### Dataset extract:
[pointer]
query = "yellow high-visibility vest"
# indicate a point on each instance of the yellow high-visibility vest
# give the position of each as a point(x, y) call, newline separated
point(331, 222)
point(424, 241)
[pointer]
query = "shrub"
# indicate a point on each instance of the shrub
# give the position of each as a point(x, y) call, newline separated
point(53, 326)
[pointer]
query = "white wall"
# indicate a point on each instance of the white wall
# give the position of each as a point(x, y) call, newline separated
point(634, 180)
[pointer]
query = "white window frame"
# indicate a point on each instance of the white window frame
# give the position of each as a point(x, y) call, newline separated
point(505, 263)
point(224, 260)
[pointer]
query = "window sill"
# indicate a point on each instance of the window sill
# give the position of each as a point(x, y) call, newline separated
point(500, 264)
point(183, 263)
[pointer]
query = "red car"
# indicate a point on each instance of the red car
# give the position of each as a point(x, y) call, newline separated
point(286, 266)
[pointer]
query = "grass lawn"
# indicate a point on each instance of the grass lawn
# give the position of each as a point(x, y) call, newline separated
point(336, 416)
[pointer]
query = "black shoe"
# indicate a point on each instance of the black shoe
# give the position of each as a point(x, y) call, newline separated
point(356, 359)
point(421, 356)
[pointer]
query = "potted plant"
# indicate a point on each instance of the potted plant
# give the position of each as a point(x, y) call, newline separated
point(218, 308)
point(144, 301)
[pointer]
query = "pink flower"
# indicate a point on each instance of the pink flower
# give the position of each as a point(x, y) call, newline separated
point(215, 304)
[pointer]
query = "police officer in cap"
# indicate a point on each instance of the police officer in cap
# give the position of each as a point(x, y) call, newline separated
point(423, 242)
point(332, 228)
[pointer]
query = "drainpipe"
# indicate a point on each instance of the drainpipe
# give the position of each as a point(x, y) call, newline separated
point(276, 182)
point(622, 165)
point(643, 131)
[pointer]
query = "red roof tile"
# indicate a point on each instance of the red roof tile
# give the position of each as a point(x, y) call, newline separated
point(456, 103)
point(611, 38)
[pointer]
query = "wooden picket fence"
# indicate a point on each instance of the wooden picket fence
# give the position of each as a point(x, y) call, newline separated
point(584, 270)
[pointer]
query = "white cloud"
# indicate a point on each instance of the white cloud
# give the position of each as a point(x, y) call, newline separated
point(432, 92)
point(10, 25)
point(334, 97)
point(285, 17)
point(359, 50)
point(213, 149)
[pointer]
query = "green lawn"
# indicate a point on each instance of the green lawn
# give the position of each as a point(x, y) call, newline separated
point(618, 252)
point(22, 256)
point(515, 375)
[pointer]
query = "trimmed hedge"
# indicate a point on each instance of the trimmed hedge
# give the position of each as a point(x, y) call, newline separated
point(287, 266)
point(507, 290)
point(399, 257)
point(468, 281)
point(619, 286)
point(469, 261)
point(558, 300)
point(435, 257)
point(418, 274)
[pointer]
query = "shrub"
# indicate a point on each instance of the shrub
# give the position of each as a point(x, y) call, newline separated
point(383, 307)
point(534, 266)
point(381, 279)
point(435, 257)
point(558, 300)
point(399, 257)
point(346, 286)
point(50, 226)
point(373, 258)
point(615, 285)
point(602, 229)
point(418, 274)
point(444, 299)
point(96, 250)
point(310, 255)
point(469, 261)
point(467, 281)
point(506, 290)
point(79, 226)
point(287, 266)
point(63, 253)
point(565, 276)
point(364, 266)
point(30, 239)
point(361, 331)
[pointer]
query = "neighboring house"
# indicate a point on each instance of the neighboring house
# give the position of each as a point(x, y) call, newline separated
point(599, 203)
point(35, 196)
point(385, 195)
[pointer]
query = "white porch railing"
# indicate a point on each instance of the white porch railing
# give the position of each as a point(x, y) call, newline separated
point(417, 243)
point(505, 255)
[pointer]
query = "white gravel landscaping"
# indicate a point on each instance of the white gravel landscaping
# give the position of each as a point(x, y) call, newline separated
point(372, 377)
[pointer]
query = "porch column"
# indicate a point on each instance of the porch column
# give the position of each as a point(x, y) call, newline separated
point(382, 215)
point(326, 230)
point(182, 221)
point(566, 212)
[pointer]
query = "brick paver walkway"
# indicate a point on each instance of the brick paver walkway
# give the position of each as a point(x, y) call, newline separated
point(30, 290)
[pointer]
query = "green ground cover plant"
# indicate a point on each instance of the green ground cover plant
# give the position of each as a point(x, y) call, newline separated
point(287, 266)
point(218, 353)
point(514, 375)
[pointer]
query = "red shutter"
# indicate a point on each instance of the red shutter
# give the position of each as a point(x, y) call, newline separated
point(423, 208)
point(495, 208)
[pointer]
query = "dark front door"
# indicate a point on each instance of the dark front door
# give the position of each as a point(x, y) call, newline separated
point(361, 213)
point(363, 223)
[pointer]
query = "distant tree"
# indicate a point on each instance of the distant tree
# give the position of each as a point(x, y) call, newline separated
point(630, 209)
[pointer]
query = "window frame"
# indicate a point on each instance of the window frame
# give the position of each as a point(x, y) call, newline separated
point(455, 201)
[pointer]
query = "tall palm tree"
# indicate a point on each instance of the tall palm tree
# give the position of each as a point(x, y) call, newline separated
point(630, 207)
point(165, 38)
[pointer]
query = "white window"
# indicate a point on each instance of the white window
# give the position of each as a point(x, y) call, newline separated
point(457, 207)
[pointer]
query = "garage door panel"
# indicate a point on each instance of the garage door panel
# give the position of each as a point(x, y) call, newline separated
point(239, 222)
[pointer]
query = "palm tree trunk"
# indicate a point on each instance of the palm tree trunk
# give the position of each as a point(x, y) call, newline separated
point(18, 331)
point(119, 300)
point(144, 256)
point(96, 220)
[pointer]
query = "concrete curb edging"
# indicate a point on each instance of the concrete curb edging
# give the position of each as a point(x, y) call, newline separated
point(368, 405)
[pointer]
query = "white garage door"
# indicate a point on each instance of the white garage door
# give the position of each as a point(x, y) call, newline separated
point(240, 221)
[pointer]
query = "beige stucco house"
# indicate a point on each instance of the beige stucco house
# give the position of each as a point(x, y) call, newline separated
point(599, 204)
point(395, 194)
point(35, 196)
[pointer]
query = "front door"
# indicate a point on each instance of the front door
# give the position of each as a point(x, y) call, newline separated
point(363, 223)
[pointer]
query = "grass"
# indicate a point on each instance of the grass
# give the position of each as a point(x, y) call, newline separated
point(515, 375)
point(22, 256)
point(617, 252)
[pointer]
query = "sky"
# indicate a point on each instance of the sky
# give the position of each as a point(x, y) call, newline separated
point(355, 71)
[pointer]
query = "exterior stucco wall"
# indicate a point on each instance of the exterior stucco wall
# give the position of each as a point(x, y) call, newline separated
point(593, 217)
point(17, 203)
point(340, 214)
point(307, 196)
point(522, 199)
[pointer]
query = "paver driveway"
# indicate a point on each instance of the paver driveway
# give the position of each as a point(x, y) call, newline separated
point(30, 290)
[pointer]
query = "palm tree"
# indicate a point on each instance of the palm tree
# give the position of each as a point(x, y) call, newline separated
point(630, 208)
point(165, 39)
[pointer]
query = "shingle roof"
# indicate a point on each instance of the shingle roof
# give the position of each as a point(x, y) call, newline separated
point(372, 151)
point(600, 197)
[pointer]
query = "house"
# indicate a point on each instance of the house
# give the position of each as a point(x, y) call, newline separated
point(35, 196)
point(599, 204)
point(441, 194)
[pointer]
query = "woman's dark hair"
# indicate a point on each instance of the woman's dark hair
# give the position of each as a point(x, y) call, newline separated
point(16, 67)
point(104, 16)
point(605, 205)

### What to work on:
In the listing above, locate the line containing "# indicate a point on each instance of the window frame" and the line containing "# indicate a point on each instance of the garage", then transcribe both and every line between them verbatim.

### Solution to this task:
# indicate a point on each instance of the window frame
# give the position of each as a point(x, y) call, newline separated
point(455, 201)
[pointer]
query = "tall palm tree"
# indicate a point on each instance of the tall palm tree
# give the position of each as a point(x, y) call, newline separated
point(630, 207)
point(165, 38)
[pointer]
query = "white window"
# indicate a point on each instance of the white window
# give the position of each as a point(x, y) call, newline separated
point(457, 207)
[pointer]
query = "garage door panel"
# indicate a point on each instance of the garage door panel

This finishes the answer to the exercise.